/---

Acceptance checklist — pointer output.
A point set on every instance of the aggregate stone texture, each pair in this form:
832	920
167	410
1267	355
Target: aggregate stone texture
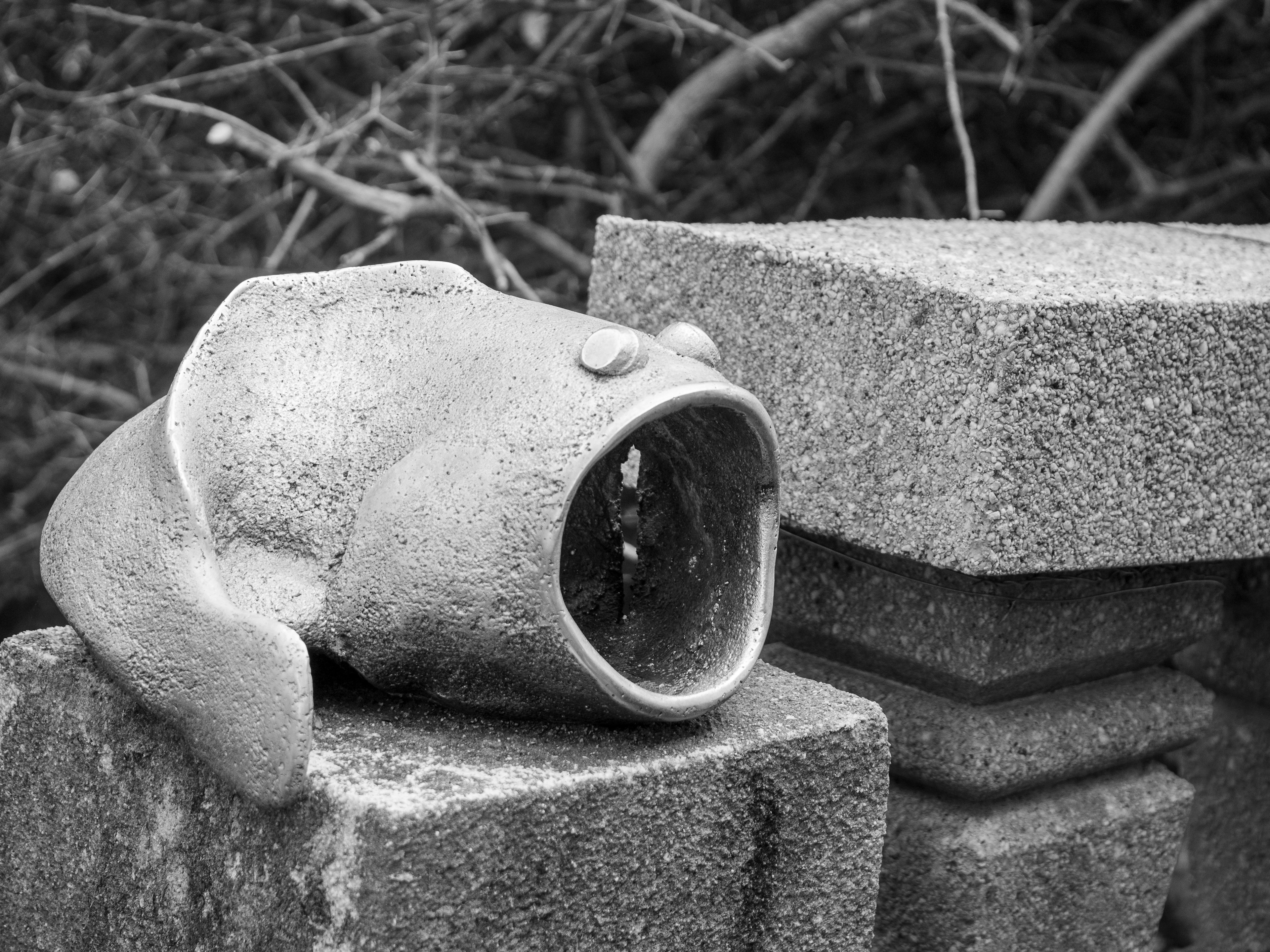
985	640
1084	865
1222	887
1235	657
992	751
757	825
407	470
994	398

\---
/---

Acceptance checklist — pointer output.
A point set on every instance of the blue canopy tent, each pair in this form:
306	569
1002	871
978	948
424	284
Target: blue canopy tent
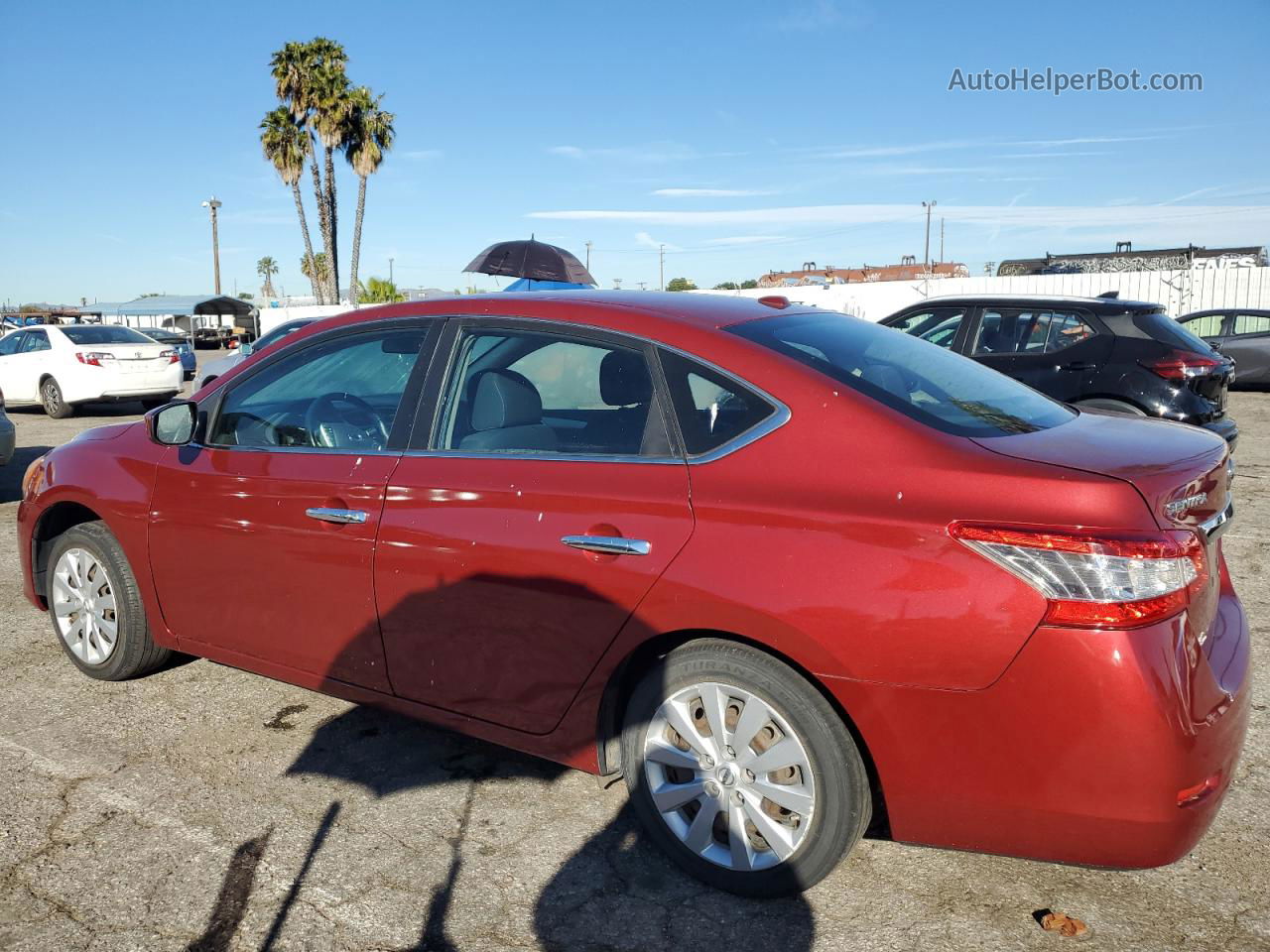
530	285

\---
/---

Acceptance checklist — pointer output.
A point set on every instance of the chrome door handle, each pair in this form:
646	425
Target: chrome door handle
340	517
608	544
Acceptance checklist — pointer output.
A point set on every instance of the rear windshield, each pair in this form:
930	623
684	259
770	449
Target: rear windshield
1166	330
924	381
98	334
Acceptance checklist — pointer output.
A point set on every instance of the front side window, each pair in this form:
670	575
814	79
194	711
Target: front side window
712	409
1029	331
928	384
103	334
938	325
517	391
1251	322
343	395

\---

Return every line of the records above that contains the string "Target", treating uppercase and lowercase letters as different.

Target: aggregate stone texture
Target: blue canopy tent
Target: chrome door handle
Target: rear windshield
Target: front side window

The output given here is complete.